**Description of the task:**
Word for word, print the entries that follow.

BEGIN

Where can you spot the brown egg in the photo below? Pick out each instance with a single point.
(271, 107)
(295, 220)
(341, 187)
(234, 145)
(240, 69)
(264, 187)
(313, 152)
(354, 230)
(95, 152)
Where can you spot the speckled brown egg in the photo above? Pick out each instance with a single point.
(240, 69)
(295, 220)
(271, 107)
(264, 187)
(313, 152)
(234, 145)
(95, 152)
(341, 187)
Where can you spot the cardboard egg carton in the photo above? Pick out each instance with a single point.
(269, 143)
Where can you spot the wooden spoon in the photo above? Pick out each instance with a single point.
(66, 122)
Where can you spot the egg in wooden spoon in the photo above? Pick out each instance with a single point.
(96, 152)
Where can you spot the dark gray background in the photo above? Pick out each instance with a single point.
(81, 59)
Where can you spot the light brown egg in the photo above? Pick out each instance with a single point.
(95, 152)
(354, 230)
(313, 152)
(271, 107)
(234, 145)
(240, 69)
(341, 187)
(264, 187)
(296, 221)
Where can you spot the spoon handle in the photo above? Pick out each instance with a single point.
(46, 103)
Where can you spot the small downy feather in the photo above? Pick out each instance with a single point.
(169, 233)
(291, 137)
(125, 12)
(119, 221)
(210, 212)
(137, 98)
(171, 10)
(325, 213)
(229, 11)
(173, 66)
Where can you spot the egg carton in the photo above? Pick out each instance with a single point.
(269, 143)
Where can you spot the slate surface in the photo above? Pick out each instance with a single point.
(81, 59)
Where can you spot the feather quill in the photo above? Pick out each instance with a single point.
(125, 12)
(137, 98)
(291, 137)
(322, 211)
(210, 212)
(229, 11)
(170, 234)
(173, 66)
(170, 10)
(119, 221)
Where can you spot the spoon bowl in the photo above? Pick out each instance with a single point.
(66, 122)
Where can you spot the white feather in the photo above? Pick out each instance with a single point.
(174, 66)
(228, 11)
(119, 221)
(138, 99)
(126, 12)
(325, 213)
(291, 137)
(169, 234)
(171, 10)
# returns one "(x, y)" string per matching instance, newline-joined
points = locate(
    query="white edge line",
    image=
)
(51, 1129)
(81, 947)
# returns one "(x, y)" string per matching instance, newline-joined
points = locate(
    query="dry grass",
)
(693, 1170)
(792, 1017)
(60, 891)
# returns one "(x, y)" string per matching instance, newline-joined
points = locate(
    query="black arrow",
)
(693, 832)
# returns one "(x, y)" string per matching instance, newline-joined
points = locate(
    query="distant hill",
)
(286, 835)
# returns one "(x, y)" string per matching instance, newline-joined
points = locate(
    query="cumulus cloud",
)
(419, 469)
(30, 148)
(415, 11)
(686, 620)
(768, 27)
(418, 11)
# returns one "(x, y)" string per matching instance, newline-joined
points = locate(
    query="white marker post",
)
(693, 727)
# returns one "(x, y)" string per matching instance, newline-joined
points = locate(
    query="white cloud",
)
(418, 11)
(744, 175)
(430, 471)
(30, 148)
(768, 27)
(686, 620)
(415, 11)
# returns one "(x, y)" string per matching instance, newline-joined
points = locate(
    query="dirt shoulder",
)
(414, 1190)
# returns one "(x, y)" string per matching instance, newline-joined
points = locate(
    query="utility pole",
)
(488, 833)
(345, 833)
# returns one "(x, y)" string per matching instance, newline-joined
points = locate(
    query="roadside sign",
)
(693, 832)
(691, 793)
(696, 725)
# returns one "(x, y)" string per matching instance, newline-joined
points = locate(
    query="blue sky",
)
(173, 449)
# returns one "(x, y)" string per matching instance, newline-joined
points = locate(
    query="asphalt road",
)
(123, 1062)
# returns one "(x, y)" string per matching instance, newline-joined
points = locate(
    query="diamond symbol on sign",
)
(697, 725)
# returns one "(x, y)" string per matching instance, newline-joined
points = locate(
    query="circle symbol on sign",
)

END

**Final answer:**
Where can you spot the brown egg in the photo below? Pick out each instance with a single point.
(271, 107)
(295, 220)
(341, 187)
(234, 145)
(240, 69)
(264, 187)
(313, 152)
(354, 230)
(95, 152)
Where can you spot the speckled brown egg in the photo above? Pick out each instance with a single point.
(240, 69)
(295, 220)
(271, 107)
(264, 187)
(313, 152)
(234, 145)
(95, 152)
(341, 187)
Where can you spot the cardboard egg carton in the photo above? Pick out each instance with a single point.
(269, 143)
Where can you spot the wooden spoon in the photo above? Pick out each instance with a single point.
(66, 122)
Where can you spot the egg in wooden spoon in the photo above? Pick out each instance with a single point.
(96, 152)
Where can you spot the dark gray background in the photo above? Pick out each instance with a single point.
(81, 59)
Where can you spot the light brown egg in the photo above? Pick out each instance with a single point.
(95, 152)
(354, 230)
(313, 152)
(271, 107)
(234, 145)
(240, 69)
(341, 187)
(264, 187)
(296, 221)
Where can you spot the spoon handle in the photo above? Pick out each instance with a single point.
(46, 103)
Where can you spot the small downy feather in the photo above? Pick out each instance with a single point.
(169, 233)
(291, 137)
(125, 12)
(119, 221)
(210, 212)
(137, 98)
(171, 10)
(325, 213)
(229, 11)
(173, 66)
Where can you spot the egg carton in the photo above? Pick out each instance with a single point.
(269, 143)
Where can you spot the slate surface in the photo above? Pick out each instance with a single point.
(81, 59)
Where can you spot the feather quill in the photo above? Pick out each instance with a single point.
(125, 12)
(137, 98)
(291, 137)
(322, 211)
(210, 212)
(229, 11)
(170, 234)
(173, 66)
(170, 10)
(119, 221)
Where can you spot the spoon bowl in the photo above? Pick out each instance with a single point.
(66, 122)
Where can you spot the white feather in the photo above? Pick out each instance with a single point.
(174, 66)
(228, 11)
(119, 221)
(138, 99)
(126, 12)
(325, 213)
(291, 137)
(169, 234)
(171, 10)
# returns one "(x, y)" string per matching instance, newline-joined
points = locate(
    query="white edge line",
    image=
)
(51, 1129)
(81, 947)
# returns one "(x, y)" string per matching instance, newline-joined
points = locate(
    query="dry grass",
)
(693, 1170)
(792, 1017)
(60, 891)
# returns one "(x, y)" string per matching instance, newline-joined
points = locate(
    query="black arrow",
)
(693, 832)
# returns one "(x, y)" string per matching instance, newline-joined
points = locate(
    query="distant hill",
)
(286, 835)
# returns one "(x, y)" string per matching instance, newline-joined
points = locate(
    query="cumulus cloud",
)
(419, 469)
(30, 148)
(415, 11)
(686, 620)
(768, 27)
(418, 11)
# returns one "(x, y)" string per matching instance, newline-joined
points = locate(
    query="white marker post",
)
(693, 727)
# returns one "(x, y)" string per matching instance, newline-joined
points = locate(
    query="white cloud",
)
(418, 11)
(744, 175)
(430, 471)
(30, 148)
(768, 27)
(686, 620)
(415, 11)
# returns one "(x, y)" string per matching instance, newline-joined
points = locate(
    query="dirt shoulder",
)
(414, 1190)
# returns one "(x, y)" string per matching instance, newline-joined
points = locate(
    query="utility pole",
)
(488, 833)
(345, 833)
# returns one "(x, y)" string per matching instance, newline-joined
points = locate(
    query="roadside sign",
)
(693, 832)
(691, 793)
(696, 725)
# returns one "(x, y)" string per matching instance, newline-joined
points = locate(
    query="blue sky",
)
(173, 449)
# returns one "(x, y)" string per matching instance, newline-joined
points = locate(
    query="asphalt road",
)
(123, 1062)
# returns one "(x, y)" string per matching instance, newline-joined
points = locate(
    query="diamond symbol on sign",
)
(697, 725)
# returns one "(x, y)" string per matching instance, newline-joined
points = locate(
    query="circle symbol on sign",
)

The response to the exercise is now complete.